What to produce. Reproduce the records that follow in full, excluding any picture they contain.

[Pointing records]
-----

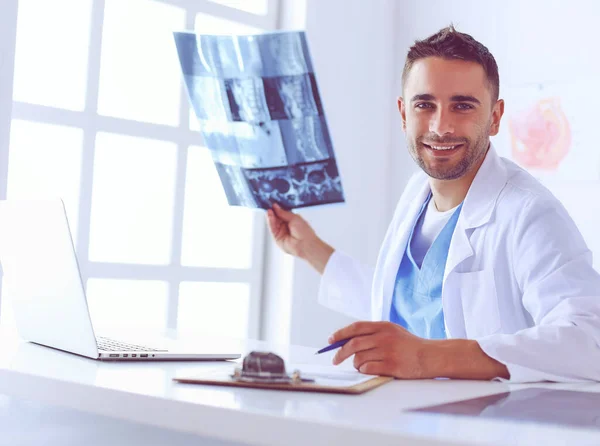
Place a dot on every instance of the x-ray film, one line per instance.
(261, 117)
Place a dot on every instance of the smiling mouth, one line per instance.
(442, 147)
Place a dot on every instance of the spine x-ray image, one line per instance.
(261, 117)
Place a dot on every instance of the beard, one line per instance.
(472, 151)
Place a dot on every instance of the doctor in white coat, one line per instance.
(482, 273)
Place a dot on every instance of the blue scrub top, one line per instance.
(417, 299)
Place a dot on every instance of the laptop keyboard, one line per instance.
(111, 345)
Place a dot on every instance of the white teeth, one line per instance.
(443, 148)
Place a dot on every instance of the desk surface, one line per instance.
(145, 393)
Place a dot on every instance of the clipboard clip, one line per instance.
(266, 367)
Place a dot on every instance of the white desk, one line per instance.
(144, 393)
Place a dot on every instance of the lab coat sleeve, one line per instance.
(346, 286)
(561, 292)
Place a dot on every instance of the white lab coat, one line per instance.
(518, 278)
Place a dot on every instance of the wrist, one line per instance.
(317, 254)
(462, 359)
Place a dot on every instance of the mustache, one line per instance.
(436, 139)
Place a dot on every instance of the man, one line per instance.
(482, 273)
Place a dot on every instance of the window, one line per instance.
(101, 118)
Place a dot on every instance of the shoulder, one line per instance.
(524, 193)
(533, 213)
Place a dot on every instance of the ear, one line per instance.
(497, 113)
(402, 109)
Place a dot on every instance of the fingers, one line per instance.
(356, 329)
(274, 224)
(286, 216)
(355, 345)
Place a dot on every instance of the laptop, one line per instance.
(43, 280)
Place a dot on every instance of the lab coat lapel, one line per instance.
(399, 246)
(477, 210)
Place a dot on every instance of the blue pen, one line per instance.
(333, 346)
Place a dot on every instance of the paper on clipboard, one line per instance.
(332, 376)
(324, 375)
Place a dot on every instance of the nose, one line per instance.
(441, 123)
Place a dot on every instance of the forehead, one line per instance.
(443, 78)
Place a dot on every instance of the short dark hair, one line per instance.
(450, 44)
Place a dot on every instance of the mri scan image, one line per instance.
(261, 117)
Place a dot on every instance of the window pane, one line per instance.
(216, 308)
(253, 6)
(132, 200)
(139, 74)
(7, 319)
(44, 161)
(52, 52)
(208, 24)
(116, 303)
(214, 234)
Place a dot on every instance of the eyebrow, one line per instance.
(455, 98)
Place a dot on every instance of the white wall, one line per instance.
(359, 48)
(352, 45)
(7, 63)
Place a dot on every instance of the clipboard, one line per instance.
(263, 370)
(227, 380)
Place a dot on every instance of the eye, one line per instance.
(464, 106)
(424, 105)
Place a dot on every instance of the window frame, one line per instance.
(91, 123)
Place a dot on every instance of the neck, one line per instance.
(448, 194)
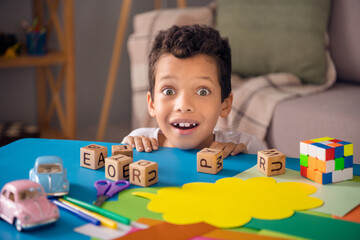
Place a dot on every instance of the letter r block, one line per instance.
(210, 160)
(117, 167)
(122, 149)
(271, 162)
(143, 173)
(93, 156)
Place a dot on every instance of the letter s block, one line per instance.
(143, 173)
(210, 160)
(117, 167)
(271, 162)
(122, 149)
(93, 156)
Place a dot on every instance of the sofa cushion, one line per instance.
(345, 39)
(332, 113)
(276, 36)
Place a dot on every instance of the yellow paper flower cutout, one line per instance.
(231, 202)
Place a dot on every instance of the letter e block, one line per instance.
(143, 173)
(117, 167)
(122, 149)
(93, 156)
(210, 160)
(271, 162)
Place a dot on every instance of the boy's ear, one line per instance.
(151, 107)
(226, 106)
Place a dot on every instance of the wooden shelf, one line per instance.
(52, 58)
(56, 96)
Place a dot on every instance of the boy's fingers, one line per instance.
(238, 149)
(228, 148)
(139, 143)
(154, 143)
(129, 140)
(217, 145)
(146, 144)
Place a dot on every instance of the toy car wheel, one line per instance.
(18, 225)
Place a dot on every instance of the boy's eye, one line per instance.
(203, 92)
(168, 91)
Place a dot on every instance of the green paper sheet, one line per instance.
(132, 206)
(339, 198)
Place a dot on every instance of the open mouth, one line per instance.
(185, 126)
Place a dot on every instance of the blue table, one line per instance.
(176, 167)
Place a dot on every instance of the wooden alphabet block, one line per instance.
(271, 162)
(210, 160)
(143, 173)
(117, 167)
(93, 156)
(122, 149)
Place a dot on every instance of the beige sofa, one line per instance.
(328, 109)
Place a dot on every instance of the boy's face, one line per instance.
(187, 100)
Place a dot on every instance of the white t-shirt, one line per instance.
(253, 144)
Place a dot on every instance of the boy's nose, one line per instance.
(184, 104)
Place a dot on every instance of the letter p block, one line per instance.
(271, 162)
(143, 173)
(210, 160)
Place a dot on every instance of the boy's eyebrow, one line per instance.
(166, 77)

-----

Solution for this problem.
Place a dot on every instance of the x-ray film, one line per instance.
(261, 117)
Place a dot on every instance of the smiling mouth, one line per instance.
(442, 147)
Place a dot on every instance of the spine x-ray image, one line per instance.
(261, 117)
Place a dot on every instance of the beard, one line per instance.
(472, 151)
Place a dot on every instance of the doctor in white coat, one line per instance.
(482, 273)
Place a dot on every instance of the blue scrub top, one line per instance.
(417, 299)
Place a dot on every instance of the laptop keyboard, one line per instance.
(111, 345)
Place a dot on every instance of the white teeth, one line per instance.
(443, 148)
Place a dot on every instance of the desk surface, one line per instance.
(145, 393)
Place a dot on every instance of the clipboard clip, one line per instance.
(266, 367)
Place a dot on every instance of the white desk, one line per instance.
(144, 393)
Place a dot on every instance of the lab coat sleeve, one line per instance.
(346, 286)
(561, 292)
Place a dot on every instance of the white lab coat, one line per instance.
(518, 278)
Place a dot on every instance of the wrist, one line per instance.
(317, 254)
(462, 359)
Place a dot on every instance of the mustache, one line per instance.
(436, 139)
Place a dot on every instance of the man, one line per instance.
(482, 273)
Place a dot on every instance of the window, one line per instance.
(101, 118)
Place a dot on every instance of the shoulder, one line per instance.
(524, 193)
(533, 213)
Place a dot on every instance of the ear, one line per instance.
(497, 113)
(402, 109)
Place a dot on every instance of the fingers, one line per instance.
(356, 329)
(274, 224)
(286, 216)
(355, 345)
Place a dot on every instance of the laptop, one line per instance.
(43, 280)
Place a dot on every instance of the lab coat lapel, one line per instance.
(399, 246)
(477, 210)
Place a dot on every instance of the blue pen, one line per instance.
(333, 346)
Place a dot on every instance of the paper on clipboard, one line per instance.
(332, 376)
(324, 375)
Place a dot on every instance of the nose, one line per instance.
(441, 123)
Place a dot on every instance of the forehead, one line per instance.
(443, 78)
Place a dot on every instance of the short dark hair, one line per instance.
(450, 44)
Place a dot on every instance of the mri scan image, one line per instance.
(261, 117)
Place a dot on every instance of the window pane, one line per instance.
(216, 308)
(253, 6)
(132, 200)
(139, 74)
(7, 319)
(44, 161)
(52, 52)
(208, 24)
(116, 303)
(214, 234)
Place a dot on every instance of the eyebrow, one line per instance.
(455, 98)
Place a dot on every instance of the white wall, one line per instance.
(359, 48)
(352, 45)
(7, 63)
Place a dot on every instance of the clipboard, one line per instance.
(263, 370)
(227, 380)
Place a dot on every instance of the eye, one line per instance.
(464, 106)
(424, 105)
Place a dot on every instance of the window frame, one line per instance.
(91, 123)
Place a dot on every instance of the neck, one line per instance.
(448, 194)
Place a dot on every instance of the letter r block, one line per instance.
(210, 160)
(117, 167)
(122, 149)
(271, 162)
(143, 173)
(93, 156)
Place a dot on every instance of the letter s block, one line per instance.
(143, 173)
(210, 160)
(117, 167)
(271, 162)
(122, 149)
(93, 156)
Place a dot on every instance of the sofa cushion, one line per instance.
(345, 39)
(332, 113)
(276, 36)
Place a dot on every instance of the yellow paper flower cutout, one line per instance.
(231, 202)
Place a dot on every instance of the letter e block, one line per instance.
(143, 173)
(117, 167)
(122, 149)
(93, 156)
(210, 160)
(271, 162)
Place a dot on every instance of the boy's ear, one line per instance.
(151, 107)
(226, 106)
Place a dot on every instance of the wooden shelf, one line per instance.
(52, 58)
(56, 96)
Place a dot on every instance of the boy's fingers, one line per instance.
(238, 149)
(228, 148)
(139, 143)
(154, 143)
(129, 140)
(217, 145)
(146, 144)
Place a dot on every instance of the toy car wheel, one line per instance.
(18, 225)
Place a dot on every instance of the boy's eye, one line per instance.
(203, 92)
(168, 91)
Place a dot on every instance of the green paper sheet, one line per instance.
(132, 206)
(339, 198)
Place a dot on every instance of the open mouth, one line per instance.
(185, 126)
Place a dot on every instance of the blue table, one line per instance.
(176, 167)
Place a dot on every instance of the wooden alphabet block, one line per instance.
(271, 162)
(210, 160)
(143, 173)
(117, 167)
(93, 156)
(122, 149)
Place a dot on every instance of the beige sofa, one line per instance.
(328, 109)
Place a dot on every instance of the boy's face, one line per instance.
(187, 100)
Place a dot on every instance of the white t-shirt, one line per instance.
(253, 144)
Place a dot on every instance of the boy's nose, one line per instance.
(184, 104)
Place a dot on every instance of the letter p block, one line per instance.
(271, 162)
(143, 173)
(210, 160)
Place a dot on every instance of the boy's eyebrow, one line per instance.
(166, 77)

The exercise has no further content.